==== Provided material
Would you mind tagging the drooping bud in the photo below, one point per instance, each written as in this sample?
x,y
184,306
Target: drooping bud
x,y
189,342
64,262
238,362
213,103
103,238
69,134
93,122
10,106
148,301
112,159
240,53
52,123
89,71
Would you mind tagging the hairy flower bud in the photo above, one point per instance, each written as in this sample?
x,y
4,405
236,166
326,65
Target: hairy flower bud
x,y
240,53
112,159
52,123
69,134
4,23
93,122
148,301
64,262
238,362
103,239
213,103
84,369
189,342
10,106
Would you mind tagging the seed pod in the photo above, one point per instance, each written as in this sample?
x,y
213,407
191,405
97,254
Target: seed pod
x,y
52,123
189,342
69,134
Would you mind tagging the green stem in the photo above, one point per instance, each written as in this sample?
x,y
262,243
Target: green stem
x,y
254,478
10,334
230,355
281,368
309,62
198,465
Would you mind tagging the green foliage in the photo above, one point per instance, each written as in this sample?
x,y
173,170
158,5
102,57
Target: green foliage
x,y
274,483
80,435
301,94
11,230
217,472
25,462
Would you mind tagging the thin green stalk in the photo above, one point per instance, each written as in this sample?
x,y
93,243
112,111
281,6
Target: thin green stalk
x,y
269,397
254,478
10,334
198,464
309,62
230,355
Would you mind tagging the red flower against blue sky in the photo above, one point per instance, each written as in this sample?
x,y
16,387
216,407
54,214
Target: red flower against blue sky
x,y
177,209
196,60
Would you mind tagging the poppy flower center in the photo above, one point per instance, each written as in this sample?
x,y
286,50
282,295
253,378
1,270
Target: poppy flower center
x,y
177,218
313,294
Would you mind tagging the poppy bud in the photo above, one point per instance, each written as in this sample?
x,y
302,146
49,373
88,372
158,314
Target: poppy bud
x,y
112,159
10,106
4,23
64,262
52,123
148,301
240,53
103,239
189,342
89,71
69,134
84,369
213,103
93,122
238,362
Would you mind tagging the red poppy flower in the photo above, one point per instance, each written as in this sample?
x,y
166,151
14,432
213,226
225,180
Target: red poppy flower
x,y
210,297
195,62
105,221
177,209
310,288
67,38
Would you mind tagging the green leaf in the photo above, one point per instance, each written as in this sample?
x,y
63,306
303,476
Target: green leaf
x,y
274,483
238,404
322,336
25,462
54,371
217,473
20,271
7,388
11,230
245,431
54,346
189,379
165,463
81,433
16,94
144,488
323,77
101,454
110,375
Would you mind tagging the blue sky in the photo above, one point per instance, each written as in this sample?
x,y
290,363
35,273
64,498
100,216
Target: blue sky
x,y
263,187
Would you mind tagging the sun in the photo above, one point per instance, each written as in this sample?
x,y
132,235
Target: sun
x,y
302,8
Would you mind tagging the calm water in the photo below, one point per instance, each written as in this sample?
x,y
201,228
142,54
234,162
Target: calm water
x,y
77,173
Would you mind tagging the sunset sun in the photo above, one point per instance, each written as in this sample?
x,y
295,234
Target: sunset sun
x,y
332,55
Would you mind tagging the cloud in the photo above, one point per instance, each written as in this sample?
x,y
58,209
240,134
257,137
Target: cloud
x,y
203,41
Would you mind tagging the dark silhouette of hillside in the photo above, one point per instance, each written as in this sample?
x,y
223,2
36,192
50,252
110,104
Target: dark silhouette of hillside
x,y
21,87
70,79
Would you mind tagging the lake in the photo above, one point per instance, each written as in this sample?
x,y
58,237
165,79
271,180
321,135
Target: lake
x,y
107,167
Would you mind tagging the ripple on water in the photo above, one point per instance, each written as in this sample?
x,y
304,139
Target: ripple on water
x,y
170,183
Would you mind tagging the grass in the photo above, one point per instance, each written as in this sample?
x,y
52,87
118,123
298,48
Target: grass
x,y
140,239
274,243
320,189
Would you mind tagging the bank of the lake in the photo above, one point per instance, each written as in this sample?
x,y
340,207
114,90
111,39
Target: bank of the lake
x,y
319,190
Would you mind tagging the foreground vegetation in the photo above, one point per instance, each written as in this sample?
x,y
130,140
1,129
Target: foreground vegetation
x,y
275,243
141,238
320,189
========
=== Problem requirements ===
What you return should match the data character for character.

=== Written answer ===
Would you mind tagging the drooping bud in the photo below, one point per instance, each written as in this sample?
x,y
184,306
Target: drooping bud
x,y
189,342
64,262
238,362
213,103
103,238
69,134
93,122
10,106
148,301
112,159
240,53
52,123
89,71
Would you mind tagging the hairy flower bud in the photo above, one point per instance, each written as in this sample?
x,y
4,405
236,166
326,65
Target: hairy flower bud
x,y
240,53
112,159
52,123
69,134
4,23
93,122
148,301
64,262
238,362
103,239
213,103
84,369
189,342
10,106
Would you mind tagging the seed pod in the photo above, one point per instance, each written as in this sample?
x,y
213,407
191,405
97,254
Target: seed pod
x,y
52,123
189,342
69,134
Would you mind tagging the green stem in the photo above, one point per instance, each written as in this sample?
x,y
262,243
Target: green stem
x,y
254,478
10,334
230,355
281,368
309,62
198,465
Would you mind tagging the green foliage in the photo above, one point per instance, each written as in this sample?
x,y
173,170
158,5
102,57
Target: green foliage
x,y
274,483
80,435
301,94
11,230
217,472
25,462
Would you mind tagging the thin green stalk in the photo above, one point per instance, each written as in this sample?
x,y
93,243
112,111
281,6
Target: thin green stalk
x,y
269,397
254,478
10,334
198,464
309,62
230,355
Would you mind tagging the red flower against blue sky in the photo above, one point per instance, each written as in this sample?
x,y
16,387
216,407
54,214
Target: red flower against blue sky
x,y
177,209
196,60
Would you mind tagging the poppy flower center in the photo above, one point per instance, each written as in this sample?
x,y
286,50
282,295
253,378
1,270
Target: poppy flower center
x,y
177,218
313,294
Would you mind tagging the poppy bud in the photo above, one point per instance, each written as in this sample?
x,y
302,146
49,373
88,372
158,314
Target: poppy bud
x,y
112,159
10,106
4,23
64,262
52,123
148,301
240,53
103,239
189,342
89,71
69,134
84,369
213,103
93,122
238,362
Would you mind tagging the red poppy flower in the photo above, one point per instance, each written as in this sample?
x,y
166,151
14,432
213,226
225,180
Target: red poppy flower
x,y
210,297
195,62
105,221
177,209
310,288
67,38
Would you mind tagging the green leaf in the photo above, one point per instance, each written as in this sample?
x,y
63,306
303,476
Target: green leaf
x,y
274,483
238,404
322,336
25,462
54,371
217,473
20,271
7,388
11,230
245,431
54,346
189,379
165,463
81,433
16,94
144,488
323,77
101,454
110,375
Would you mind tagging the blue sky in the photo above, one point per instance, each written as in this sample?
x,y
290,363
35,273
64,498
100,216
Target: blue sky
x,y
263,187
Would you mind tagging the sun in the photo above, one point per instance, each written as in this sample?
x,y
132,235
Target: sun
x,y
302,8
Would you mind tagging the calm water in the photo below, one point per instance, each written as in this sample?
x,y
201,228
142,54
234,162
Target: calm water
x,y
77,173
Would you mind tagging the sunset sun in the photo above, one point per instance, each written as in this sample?
x,y
295,234
Target: sunset sun
x,y
332,55
Would you mind tagging the cloud in the photo above, one point per instance, each written as in this sample?
x,y
58,209
240,134
257,137
Target: cloud
x,y
203,41
Would you mind tagging the dark silhouette of hillside in the photo above, one point per instance, each written as in this sample?
x,y
223,2
36,192
50,252
110,104
Target: dark silhouette of hillside
x,y
21,87
70,79
Would you mind tagging the lake in the photo above, one point per instance, each written as in this sample?
x,y
58,237
165,79
271,180
321,135
Target: lake
x,y
107,167
Would you mind tagging the ripple on water in the photo above, one point per instance, each written as in this sample?
x,y
304,139
Target: ripple on water
x,y
170,183
Would you mind tagging the grass in the photo above, one point per instance, each written as in this sample?
x,y
52,87
118,123
298,48
Target: grass
x,y
140,239
274,243
320,189
Would you mind tagging the bank of the lake in the photo above, one point per instance, each written as in this sample?
x,y
340,207
114,90
111,39
Target: bank of the lake
x,y
319,190
Would you mind tagging the foreground vegetation in the photo above, one point per instance, each written as in this sample?
x,y
130,140
1,129
Target: foreground vegetation
x,y
275,243
141,238
320,189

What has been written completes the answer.